The input >>
--------------------------------------------------

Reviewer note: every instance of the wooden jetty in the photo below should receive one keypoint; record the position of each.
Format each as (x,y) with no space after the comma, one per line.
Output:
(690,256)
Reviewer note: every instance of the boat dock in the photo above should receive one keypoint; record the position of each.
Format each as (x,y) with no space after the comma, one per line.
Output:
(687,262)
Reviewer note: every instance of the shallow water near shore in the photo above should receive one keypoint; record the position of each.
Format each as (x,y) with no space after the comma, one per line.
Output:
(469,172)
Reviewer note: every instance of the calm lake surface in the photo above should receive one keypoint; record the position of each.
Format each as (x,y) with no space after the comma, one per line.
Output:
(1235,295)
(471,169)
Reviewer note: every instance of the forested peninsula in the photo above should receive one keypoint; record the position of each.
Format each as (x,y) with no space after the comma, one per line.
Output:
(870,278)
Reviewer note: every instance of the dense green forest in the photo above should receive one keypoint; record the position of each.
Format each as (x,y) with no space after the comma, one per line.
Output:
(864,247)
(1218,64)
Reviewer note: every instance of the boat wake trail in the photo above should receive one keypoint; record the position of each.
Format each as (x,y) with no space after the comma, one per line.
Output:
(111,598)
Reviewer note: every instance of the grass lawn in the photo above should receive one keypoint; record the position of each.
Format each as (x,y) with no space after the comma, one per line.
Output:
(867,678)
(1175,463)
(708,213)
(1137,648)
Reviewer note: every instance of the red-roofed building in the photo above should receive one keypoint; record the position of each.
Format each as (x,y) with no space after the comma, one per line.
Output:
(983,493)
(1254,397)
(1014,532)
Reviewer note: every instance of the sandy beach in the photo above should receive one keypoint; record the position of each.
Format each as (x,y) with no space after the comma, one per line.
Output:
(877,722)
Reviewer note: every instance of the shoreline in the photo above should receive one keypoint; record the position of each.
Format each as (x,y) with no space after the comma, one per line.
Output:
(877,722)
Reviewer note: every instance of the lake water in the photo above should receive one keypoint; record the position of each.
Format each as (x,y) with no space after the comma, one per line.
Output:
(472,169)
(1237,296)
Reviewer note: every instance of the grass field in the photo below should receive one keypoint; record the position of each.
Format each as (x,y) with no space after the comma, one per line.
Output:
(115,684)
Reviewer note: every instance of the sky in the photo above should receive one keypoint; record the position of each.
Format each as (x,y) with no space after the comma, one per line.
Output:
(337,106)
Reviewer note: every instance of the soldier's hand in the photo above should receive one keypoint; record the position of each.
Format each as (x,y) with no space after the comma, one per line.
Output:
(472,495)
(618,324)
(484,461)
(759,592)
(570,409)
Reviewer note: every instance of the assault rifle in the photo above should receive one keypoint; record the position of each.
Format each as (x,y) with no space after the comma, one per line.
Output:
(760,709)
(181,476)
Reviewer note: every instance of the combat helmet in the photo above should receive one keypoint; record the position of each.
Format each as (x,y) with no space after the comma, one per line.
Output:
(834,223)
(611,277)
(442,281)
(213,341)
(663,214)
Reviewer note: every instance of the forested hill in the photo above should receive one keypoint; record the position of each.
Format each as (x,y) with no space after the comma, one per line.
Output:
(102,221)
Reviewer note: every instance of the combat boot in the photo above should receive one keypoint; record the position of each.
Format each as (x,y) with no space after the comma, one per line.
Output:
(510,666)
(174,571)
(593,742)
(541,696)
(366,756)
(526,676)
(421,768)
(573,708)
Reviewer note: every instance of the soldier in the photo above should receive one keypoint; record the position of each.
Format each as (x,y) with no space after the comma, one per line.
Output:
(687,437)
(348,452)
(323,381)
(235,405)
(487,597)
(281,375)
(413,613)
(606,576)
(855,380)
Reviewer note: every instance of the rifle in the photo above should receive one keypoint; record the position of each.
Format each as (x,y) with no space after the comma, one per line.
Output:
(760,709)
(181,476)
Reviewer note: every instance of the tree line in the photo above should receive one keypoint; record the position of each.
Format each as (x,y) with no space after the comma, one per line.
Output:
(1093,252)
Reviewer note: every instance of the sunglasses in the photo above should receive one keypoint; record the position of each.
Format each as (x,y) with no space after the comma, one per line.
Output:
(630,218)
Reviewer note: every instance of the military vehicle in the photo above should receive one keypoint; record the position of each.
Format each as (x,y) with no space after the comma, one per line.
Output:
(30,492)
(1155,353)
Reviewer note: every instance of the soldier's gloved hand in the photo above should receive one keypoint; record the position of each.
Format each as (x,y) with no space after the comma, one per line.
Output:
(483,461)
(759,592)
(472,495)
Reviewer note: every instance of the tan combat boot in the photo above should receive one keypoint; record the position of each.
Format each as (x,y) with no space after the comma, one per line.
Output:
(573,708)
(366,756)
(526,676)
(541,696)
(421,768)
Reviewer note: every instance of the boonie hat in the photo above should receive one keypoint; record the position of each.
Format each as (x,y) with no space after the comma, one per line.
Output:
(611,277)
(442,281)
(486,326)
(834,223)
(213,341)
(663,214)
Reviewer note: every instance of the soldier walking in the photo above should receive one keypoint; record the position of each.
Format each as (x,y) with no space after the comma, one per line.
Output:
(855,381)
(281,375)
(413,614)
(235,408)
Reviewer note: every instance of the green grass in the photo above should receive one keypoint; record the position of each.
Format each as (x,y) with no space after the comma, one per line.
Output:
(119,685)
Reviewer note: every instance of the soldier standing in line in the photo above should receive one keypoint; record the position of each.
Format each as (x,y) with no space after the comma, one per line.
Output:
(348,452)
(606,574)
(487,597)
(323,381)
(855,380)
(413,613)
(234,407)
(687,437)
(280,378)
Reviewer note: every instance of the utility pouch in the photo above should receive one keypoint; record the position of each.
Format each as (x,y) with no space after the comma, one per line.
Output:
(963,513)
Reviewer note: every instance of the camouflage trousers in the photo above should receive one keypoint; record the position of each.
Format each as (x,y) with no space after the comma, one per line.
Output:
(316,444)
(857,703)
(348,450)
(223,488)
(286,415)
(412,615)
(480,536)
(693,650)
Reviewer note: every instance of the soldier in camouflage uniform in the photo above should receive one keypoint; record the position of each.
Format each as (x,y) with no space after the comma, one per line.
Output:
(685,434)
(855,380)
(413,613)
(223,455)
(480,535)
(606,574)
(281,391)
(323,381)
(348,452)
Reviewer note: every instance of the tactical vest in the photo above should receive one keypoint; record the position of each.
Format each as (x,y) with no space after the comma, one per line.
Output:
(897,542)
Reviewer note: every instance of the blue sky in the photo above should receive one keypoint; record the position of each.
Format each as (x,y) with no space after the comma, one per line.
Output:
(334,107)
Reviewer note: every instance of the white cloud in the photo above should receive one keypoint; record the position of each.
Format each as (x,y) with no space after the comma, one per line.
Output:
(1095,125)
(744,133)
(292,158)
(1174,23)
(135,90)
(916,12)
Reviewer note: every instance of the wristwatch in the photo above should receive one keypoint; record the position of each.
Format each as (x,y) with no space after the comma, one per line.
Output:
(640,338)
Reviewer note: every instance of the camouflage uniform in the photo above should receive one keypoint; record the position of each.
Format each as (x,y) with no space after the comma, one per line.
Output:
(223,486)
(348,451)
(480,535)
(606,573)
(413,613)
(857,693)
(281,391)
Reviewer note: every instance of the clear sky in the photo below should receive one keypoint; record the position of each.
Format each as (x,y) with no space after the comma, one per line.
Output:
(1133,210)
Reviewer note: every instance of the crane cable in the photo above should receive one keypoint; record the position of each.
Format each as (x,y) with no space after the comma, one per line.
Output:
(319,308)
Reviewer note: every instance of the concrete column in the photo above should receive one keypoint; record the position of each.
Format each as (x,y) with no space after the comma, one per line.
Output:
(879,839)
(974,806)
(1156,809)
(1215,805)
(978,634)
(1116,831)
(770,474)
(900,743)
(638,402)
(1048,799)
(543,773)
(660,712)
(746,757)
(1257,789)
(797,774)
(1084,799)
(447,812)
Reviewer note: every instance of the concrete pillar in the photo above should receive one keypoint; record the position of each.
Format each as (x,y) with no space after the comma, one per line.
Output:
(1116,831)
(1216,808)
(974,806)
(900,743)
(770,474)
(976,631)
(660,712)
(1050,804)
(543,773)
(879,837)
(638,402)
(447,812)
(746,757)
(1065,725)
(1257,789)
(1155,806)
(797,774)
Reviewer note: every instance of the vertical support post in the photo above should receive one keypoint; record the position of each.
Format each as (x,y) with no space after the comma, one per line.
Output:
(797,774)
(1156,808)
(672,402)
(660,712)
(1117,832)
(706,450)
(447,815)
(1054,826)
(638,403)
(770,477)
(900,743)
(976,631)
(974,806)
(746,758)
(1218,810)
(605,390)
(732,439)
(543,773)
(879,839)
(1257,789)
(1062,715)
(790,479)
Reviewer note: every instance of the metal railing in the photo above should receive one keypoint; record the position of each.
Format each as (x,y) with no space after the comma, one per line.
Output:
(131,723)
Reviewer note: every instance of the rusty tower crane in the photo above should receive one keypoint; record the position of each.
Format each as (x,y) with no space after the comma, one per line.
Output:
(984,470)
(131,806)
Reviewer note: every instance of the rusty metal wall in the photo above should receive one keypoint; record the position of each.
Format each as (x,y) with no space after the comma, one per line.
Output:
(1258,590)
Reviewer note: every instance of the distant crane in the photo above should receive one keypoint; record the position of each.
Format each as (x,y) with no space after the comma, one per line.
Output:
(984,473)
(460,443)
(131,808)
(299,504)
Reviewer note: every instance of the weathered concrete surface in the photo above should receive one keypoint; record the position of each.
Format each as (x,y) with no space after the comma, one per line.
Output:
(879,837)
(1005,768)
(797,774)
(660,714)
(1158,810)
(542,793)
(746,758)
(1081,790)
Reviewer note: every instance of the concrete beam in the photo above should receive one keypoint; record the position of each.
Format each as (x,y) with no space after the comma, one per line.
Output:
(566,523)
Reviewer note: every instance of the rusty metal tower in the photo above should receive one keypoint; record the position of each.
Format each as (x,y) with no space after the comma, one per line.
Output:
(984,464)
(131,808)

--------------------------------------------------

Problem to work on >> Output as a JSON list of strings, one per line with blank lines omitted, every line of the listing from the line with "Reviewer note: every instance of the weathered" through the end of the listing, both ends included.

Finished task >>
[
  "Reviewer note: every instance of the weathered concrete surface in the photo above should receive one keypoint; record the position of each.",
  "Format each as (x,y) with no space after the comma, one per line.",
  "Output:",
  "(879,837)",
  "(1005,768)",
  "(797,774)",
  "(660,714)",
  "(1158,810)",
  "(542,793)",
  "(746,758)",
  "(1081,790)",
  "Reviewer note: every instance of the concrete beam in the photo above should receive one keypoint; record the position of each.",
  "Format each as (x,y) with no space after the comma, one per line.",
  "Output:",
  "(566,523)",
  "Reviewer note: every instance of the rusty metal tower in the photo above should receive one keypoint; record the position of each.",
  "Format each as (x,y) with no space after the comma, one per line.",
  "Output:",
  "(984,464)",
  "(131,808)"
]